> Extrait choisi:
Ledit Roy Tres-Chrestien recevra en faveur de cettedite Paix, et pour plus grand repos de la Chrestienté, les Genevois en sa bonne grace et amitié ; oubliant toutes causes des ressentimens qu'il pourroit avoir à l'encontre d'eux : et en cette consideration, leur restituera toutes les places que presentement il tient en l'Isle de Corsique, et qui y ont esté par luy occupées, detenuës et fortifiées depuis la derniere guerre, en l'estat qu'elles sont, sans rien demolir ; retirant prealablement les gens de guerre, munitions et vivres qu'il a esdites places. Bien entendu, que doresnavant lesdits Genevois tiendront le respect qu'ils doivent audit Seigneur Roy Tres-Chrestien, vivans en bonne amitié tant avec luy qu'avec ses subjets : et pourront respectivement, tant ceux dudit Roy que d'eux, hanter et converser librement et marchandement les uns avec les autres ; non toutefois à mains fortes et ports d'armes, qui puissent donner ombre de soupçon és parts et Païs les uns avec les autres, où ils seront favorablement traittez en la sorte et maniere que propres subjets pourroient estre : à la charge aussi que lesits Genevois ne pourront directement ny indirectement user de ressentiment quelconque à l'encontre de leursdits subjets, soit de ladite Isle de Corsique ou autres, à l'occasion du service, que comme qu'il soit, ils peuvent avoir fait audit Seigneur Roy Tres-Chrestien et à ceux de son costé en cettedite guerre, ou pour avoir suivy son party ; ains en demeureront absous et quites, et joüiront paisiblement de tous et chacuns leurs biens, sans que par voye de justice ny autrement on leur puisse demander aucune chose, ny aucunement pour ce les inquieter. Et seront tenus iceux Genevois, s'ils veulent joüir du benefice de ce que dessus est disposé en leur faveur par ce Traitté, bailler ratification, contenant expresse obligation d'observer inviolablement le contenu.

> Données de l'exercice:

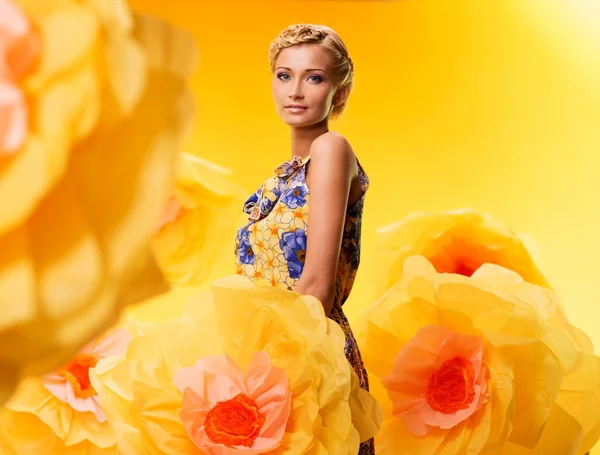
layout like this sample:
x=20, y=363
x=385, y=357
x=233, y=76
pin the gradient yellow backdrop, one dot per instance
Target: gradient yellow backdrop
x=493, y=105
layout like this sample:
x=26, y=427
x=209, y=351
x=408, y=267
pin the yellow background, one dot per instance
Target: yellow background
x=493, y=105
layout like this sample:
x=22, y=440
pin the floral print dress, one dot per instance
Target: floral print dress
x=272, y=246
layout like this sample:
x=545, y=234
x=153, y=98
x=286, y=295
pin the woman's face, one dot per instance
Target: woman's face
x=303, y=77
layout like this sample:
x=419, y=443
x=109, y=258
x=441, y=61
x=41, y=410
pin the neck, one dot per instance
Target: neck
x=303, y=137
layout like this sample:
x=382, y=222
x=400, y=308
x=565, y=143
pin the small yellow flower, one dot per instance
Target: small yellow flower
x=297, y=218
x=99, y=107
x=270, y=259
x=266, y=354
x=272, y=275
x=271, y=233
x=481, y=364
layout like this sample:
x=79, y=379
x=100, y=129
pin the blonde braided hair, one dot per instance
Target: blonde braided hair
x=326, y=37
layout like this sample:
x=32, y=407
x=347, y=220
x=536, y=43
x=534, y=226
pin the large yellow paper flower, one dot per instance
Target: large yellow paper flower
x=59, y=413
x=198, y=223
x=457, y=241
x=478, y=365
x=96, y=103
x=248, y=370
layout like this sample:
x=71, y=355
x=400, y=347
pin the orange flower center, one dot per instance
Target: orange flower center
x=234, y=422
x=450, y=388
x=77, y=373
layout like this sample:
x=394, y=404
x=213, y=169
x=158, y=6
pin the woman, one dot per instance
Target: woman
x=316, y=254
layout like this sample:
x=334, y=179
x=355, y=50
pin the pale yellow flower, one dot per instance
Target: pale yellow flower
x=59, y=413
x=457, y=241
x=106, y=105
x=485, y=364
x=268, y=357
x=198, y=223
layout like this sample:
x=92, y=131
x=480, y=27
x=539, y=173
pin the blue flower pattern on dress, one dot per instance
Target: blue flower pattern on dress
x=271, y=246
x=293, y=244
x=294, y=197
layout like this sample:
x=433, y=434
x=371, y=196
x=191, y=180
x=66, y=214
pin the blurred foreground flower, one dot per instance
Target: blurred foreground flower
x=457, y=241
x=93, y=104
x=60, y=413
x=192, y=233
x=482, y=364
x=247, y=370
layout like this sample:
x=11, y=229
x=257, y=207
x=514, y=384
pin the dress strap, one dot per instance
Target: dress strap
x=287, y=168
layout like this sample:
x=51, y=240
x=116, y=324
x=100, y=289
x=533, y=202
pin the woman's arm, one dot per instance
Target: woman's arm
x=332, y=168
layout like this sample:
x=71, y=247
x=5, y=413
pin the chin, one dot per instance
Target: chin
x=300, y=121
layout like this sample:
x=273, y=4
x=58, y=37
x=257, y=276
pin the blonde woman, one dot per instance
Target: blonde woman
x=304, y=223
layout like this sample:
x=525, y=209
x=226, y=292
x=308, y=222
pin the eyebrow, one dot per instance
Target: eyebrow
x=306, y=71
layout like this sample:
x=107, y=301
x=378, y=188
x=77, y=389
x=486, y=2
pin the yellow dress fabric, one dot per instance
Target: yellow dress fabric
x=271, y=246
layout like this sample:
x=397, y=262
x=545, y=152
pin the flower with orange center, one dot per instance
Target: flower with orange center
x=458, y=241
x=478, y=365
x=93, y=107
x=249, y=369
x=191, y=236
x=60, y=412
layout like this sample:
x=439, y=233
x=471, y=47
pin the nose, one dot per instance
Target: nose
x=295, y=94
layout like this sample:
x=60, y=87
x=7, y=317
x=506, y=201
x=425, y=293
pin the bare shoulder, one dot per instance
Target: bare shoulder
x=331, y=143
x=331, y=149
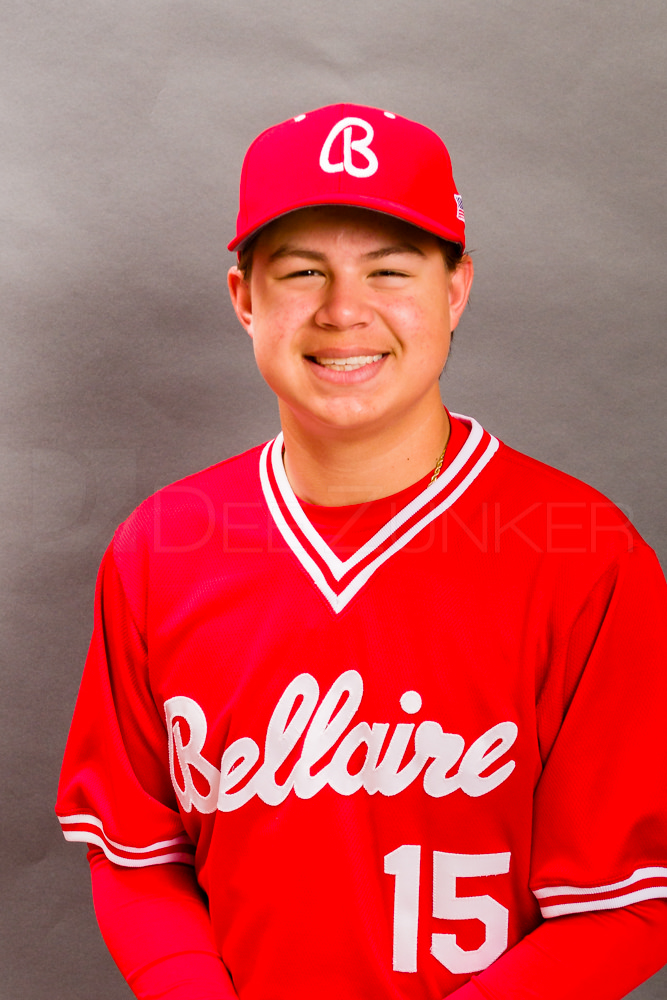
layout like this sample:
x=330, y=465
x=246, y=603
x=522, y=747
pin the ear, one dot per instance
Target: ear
x=239, y=292
x=460, y=283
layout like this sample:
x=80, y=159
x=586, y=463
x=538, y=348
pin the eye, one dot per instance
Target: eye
x=308, y=272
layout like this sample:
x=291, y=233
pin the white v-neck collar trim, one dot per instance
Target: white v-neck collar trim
x=337, y=567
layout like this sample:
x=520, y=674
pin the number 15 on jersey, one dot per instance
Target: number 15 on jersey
x=404, y=864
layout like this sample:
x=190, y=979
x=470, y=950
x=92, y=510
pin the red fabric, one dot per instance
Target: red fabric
x=345, y=529
x=601, y=955
x=465, y=725
x=156, y=925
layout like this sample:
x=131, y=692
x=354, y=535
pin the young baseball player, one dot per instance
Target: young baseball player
x=377, y=708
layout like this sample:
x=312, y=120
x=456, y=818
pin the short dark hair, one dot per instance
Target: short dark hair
x=452, y=253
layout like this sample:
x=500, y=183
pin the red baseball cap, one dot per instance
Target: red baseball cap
x=348, y=154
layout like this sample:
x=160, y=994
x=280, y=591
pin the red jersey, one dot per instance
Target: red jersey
x=387, y=765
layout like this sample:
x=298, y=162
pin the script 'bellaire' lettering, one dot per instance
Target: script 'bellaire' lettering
x=322, y=727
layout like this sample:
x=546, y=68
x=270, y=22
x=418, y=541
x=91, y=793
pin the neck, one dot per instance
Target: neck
x=333, y=472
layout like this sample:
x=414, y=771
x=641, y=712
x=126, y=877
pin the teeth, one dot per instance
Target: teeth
x=348, y=364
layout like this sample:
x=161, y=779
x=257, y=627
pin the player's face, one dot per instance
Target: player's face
x=351, y=314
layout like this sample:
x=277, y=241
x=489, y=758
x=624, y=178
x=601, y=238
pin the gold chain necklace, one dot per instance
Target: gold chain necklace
x=438, y=465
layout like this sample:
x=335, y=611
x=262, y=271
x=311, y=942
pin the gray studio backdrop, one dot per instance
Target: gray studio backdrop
x=123, y=127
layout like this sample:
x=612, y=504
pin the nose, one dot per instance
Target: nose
x=344, y=305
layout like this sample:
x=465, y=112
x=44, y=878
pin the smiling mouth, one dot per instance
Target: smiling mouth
x=346, y=364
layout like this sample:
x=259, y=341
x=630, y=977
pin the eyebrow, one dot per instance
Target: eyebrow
x=287, y=250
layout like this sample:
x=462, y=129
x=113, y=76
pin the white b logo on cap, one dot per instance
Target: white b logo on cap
x=361, y=146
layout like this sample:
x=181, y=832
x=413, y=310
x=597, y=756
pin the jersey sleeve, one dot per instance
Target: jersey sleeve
x=600, y=817
x=115, y=789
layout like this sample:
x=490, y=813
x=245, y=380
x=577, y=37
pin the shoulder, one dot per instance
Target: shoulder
x=185, y=511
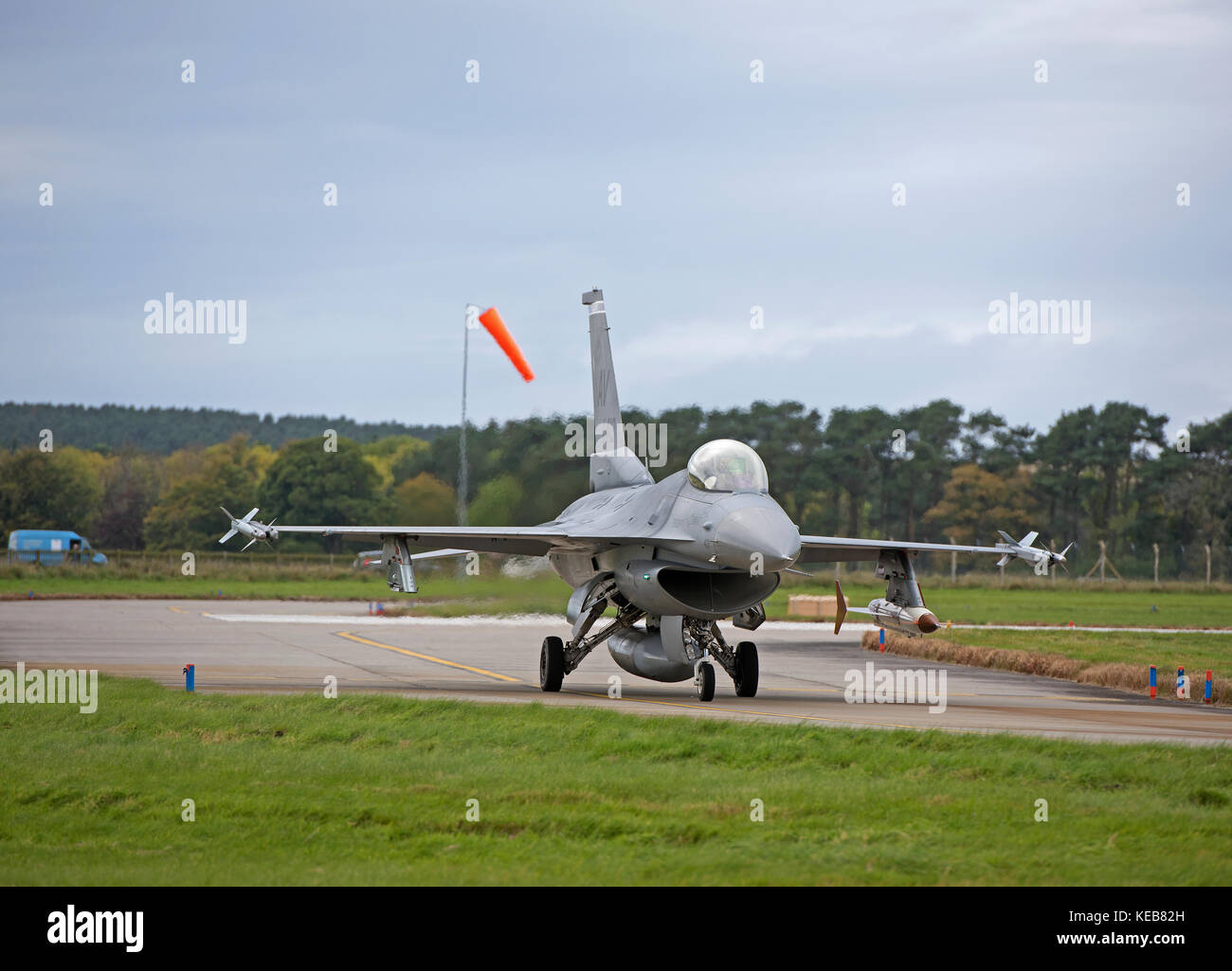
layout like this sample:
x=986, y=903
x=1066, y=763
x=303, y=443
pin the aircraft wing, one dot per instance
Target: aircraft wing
x=525, y=540
x=842, y=548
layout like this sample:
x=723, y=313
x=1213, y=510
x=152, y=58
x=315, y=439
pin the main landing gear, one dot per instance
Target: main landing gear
x=553, y=664
x=703, y=680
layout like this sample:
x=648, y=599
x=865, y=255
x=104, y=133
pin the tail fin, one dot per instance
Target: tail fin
x=611, y=463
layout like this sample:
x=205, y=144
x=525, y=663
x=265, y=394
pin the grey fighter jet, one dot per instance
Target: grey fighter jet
x=665, y=561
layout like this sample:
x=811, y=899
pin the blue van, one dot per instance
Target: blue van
x=50, y=546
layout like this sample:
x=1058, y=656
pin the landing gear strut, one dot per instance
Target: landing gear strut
x=703, y=641
x=705, y=680
x=746, y=676
x=553, y=664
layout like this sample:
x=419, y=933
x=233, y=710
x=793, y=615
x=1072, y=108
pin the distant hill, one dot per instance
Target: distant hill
x=163, y=430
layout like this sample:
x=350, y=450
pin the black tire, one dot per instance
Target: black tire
x=746, y=669
x=553, y=664
x=706, y=685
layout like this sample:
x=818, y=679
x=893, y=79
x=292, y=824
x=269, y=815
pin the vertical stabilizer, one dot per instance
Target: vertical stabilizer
x=611, y=462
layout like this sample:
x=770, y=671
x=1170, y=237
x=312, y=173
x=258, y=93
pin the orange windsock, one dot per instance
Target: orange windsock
x=491, y=319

> Travail demandé:
1 - D'après l'extrait choisi, dans quelle île se trouvent les places que le Roy Tres-Chrestien doit restituer aux Genevois ?
2 - Ajoutez 75 à chaque coordonnée x et y des réponses dans la portion des enregistrements allant de leur début jusqu'à la ligne contenant "x=303, y=137", ces deux bornes incluses, puis redonnez uniquement ces lignes, consignes comprises, sans les images. Les coordonnées des modèles de disposition restent inchangées.

> Réponses:
1 - En l'Isle de Corsique.

2 -
layout like this sample:
x=20, y=363
x=385, y=357
x=233, y=76
pin the gradient yellow backdrop, one dot per instance
Target: gradient yellow backdrop
x=568, y=180
layout like this sample:
x=26, y=427
x=209, y=351
x=408, y=267
pin the yellow background, one dot per instance
Target: yellow background
x=568, y=180
layout like this sample:
x=22, y=440
pin the floral print dress, one dot per instance
Target: floral print dress
x=347, y=321
layout like this sample:
x=545, y=234
x=153, y=98
x=286, y=295
pin the woman's face, one dot per instance
Target: woman's face
x=378, y=152
layout like this sample:
x=419, y=443
x=109, y=258
x=441, y=61
x=41, y=410
pin the neck, one dot per instance
Target: neck
x=378, y=212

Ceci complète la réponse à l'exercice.